● Provided text:

Everyone loves a manicure. Everyone also loves to ignore the risks inherent in visiting a nail salon. (Soak my fingers in a bowl of liquid acetone to remove my grown-out gels? Sure, whatever you say, as long as this only costs $20.)
So as ornate nail art continues its reign of terror/comeback tour, it might be time to examine the safety and cleanliness of New York City’s nail salons. At least, that seems to be NYC Public Advocate Letitia James’s thought process.
Her office released some alarming facts about manis and pedis yesterday, hitting the city’s most stylish residents where it hurts: the days following Fashion Week, when we could all use a little pampering. Ms. James is hoping to institute some rules governing the city’s nail salons, which, fun fact, are actually overseen by the state. The state has only 27 inspectors, who are tasked with ensuring that the 5,000 salons from Staten Island to the Finger Lakes are up to snuff. Yikes.
Rethinking that cheapo mani yet? If not, we’ve assembled a list of even more alarming facts culled from Ms. James’s report. We left out the half dozen photos of toe fungus that her people so kindly included, though. For that, you’ll have to use your imagination.

● Raw data:

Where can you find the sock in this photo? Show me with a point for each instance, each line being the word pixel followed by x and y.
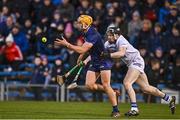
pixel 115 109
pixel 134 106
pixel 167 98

● What you are asked to do: Revise the article on nail salon safety from "Rethinking that cheapo" up to and including "use your imagination.", changing "toe fungus" to "nail fungus".

● Answer space:
Rethinking that cheapo mani yet? If not, we’ve assembled a list of even more alarming facts culled from Ms. James’s report. We left out the half dozen photos of nail fungus that her people so kindly included, though. For that, you’ll have to use your imagination.